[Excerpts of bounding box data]
Start

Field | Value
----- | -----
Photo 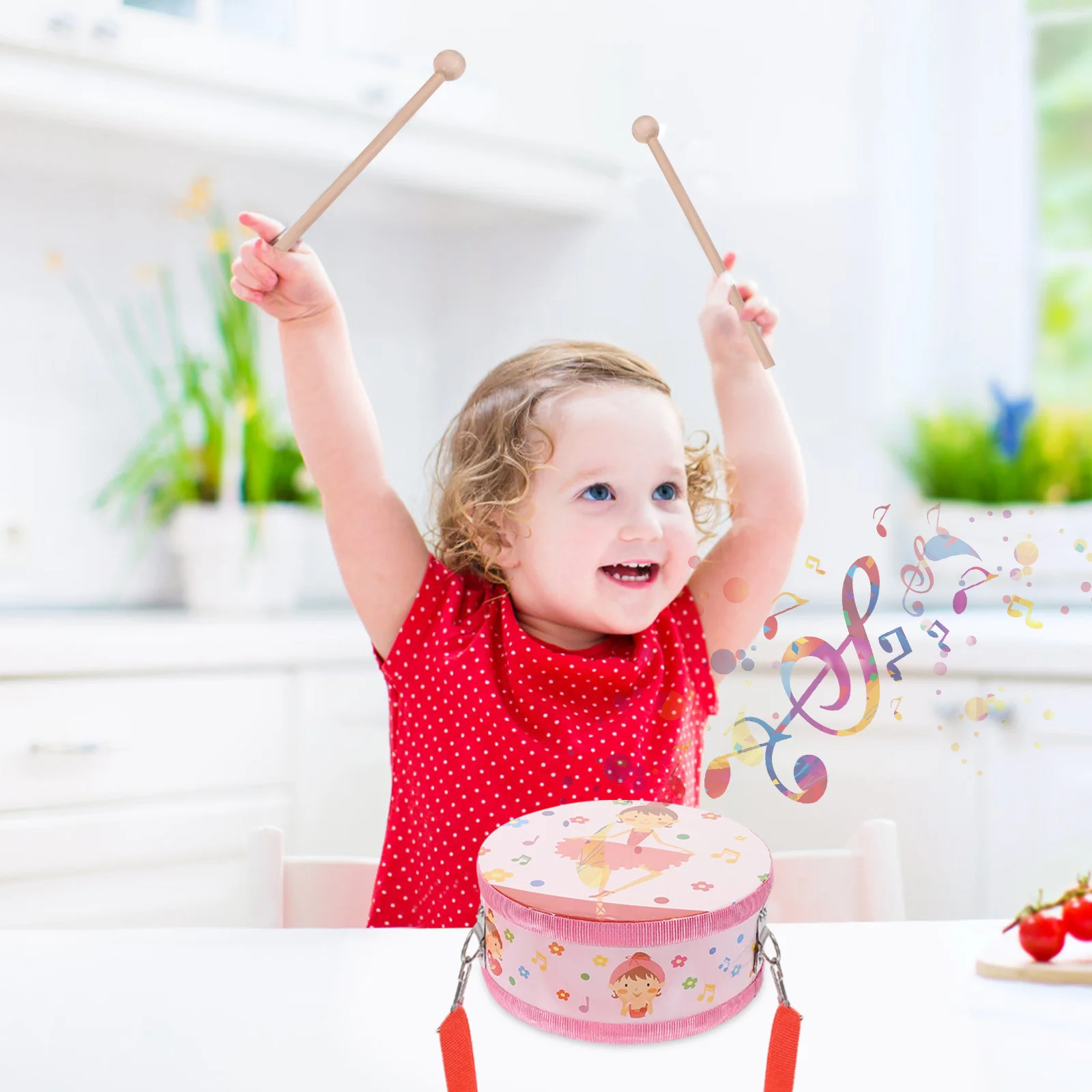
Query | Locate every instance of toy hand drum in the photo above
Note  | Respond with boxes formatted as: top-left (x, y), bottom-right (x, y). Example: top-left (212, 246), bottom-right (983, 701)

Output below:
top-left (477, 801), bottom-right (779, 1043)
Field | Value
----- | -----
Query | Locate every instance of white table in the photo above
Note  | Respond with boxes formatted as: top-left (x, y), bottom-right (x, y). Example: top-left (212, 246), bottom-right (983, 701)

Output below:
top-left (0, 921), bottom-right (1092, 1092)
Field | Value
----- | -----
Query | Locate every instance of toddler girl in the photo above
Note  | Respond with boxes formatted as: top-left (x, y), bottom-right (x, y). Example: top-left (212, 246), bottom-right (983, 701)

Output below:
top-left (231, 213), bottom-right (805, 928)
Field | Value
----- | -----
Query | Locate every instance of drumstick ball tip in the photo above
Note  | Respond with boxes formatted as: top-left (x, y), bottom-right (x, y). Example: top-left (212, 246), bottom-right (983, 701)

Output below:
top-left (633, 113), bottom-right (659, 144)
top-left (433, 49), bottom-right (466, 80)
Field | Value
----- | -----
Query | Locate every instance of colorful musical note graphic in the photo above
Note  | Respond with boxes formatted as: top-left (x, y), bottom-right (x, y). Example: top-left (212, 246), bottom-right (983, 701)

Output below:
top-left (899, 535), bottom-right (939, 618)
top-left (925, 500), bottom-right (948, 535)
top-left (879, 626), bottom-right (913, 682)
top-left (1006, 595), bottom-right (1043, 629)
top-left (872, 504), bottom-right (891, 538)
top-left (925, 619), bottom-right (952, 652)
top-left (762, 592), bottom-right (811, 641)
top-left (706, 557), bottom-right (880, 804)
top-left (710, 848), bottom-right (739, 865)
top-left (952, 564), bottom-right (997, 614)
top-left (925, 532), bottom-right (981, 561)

End

Repeat the lines of the entries word for word, starting at the beginning of the entries and ending at the line containing "top-left (231, 213), bottom-right (805, 928)", with both ends included. Leave the pictures out of your answer.

=== Correct answer ===
Field | Value
----- | -----
Photo 
Query | Locate every instance of toy hand drum in the photo above
Note  | Respond with boxes formatted as: top-left (x, y), bottom-right (x, y). Example: top-left (212, 246), bottom-right (983, 701)

Output below:
top-left (477, 801), bottom-right (779, 1043)
Field | Value
----- | -----
Query | Locate every instance of white table in the photo above
Note  | Respond with boxes formatted as: top-left (x, y), bottom-right (x, y). Example: top-left (212, 246), bottom-right (983, 701)

Output below:
top-left (0, 921), bottom-right (1092, 1092)
Field | Value
----- | -----
Query | Locate every instance of toddler girl in the photo above
Note  | Respond with boxes formatted as: top-left (x, y), bottom-right (x, y). Example: top-left (212, 246), bottom-right (983, 701)

Output below:
top-left (231, 213), bottom-right (805, 928)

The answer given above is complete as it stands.